Challenge: Render the lines from the one containing "Can you find the mountain" through the last line of the records, inclusive, as a numbered list, leaving out any blank lines.

Task data:
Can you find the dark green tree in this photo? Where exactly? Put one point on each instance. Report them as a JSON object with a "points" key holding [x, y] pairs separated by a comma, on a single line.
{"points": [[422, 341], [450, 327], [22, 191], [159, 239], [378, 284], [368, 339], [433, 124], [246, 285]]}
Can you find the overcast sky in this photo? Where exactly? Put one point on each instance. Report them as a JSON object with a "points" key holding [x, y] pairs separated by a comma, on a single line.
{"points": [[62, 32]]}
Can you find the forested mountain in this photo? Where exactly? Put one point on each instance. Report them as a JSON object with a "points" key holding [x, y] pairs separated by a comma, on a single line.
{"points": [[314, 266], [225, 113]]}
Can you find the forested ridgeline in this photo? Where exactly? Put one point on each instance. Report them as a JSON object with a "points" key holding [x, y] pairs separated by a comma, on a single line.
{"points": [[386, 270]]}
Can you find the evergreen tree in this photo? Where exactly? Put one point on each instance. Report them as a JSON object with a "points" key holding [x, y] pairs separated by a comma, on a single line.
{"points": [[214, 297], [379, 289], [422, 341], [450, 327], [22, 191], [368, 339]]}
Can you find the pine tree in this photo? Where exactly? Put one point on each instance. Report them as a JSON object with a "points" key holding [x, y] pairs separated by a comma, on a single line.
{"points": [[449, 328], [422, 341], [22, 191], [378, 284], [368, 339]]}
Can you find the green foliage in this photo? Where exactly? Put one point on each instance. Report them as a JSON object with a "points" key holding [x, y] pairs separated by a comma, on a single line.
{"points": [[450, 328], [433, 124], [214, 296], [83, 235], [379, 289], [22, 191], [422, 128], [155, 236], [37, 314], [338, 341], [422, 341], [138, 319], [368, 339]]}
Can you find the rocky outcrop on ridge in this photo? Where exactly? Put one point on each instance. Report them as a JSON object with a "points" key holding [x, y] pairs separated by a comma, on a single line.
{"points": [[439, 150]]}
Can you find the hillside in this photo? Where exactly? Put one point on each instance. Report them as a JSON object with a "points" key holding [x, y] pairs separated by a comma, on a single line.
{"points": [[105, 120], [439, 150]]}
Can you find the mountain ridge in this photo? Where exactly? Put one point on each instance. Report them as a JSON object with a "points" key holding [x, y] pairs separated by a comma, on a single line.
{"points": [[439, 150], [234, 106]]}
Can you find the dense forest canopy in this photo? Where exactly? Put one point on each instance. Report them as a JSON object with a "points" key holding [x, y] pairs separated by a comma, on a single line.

Answer to this task:
1. Can you find the mountain ridge in this photo? Where exactly? Put one point on each instance. Report them as a JSON object with a "points" key holding [x, y] pairs separated by a comma, on a single line.
2. {"points": [[439, 150], [234, 106]]}
3. Can you find the dense forest canopy in this photo? Where exactly? Put one point on each instance. Report them as a JSON object with a "points" key holding [x, y] pairs separated by a comma, on a single line.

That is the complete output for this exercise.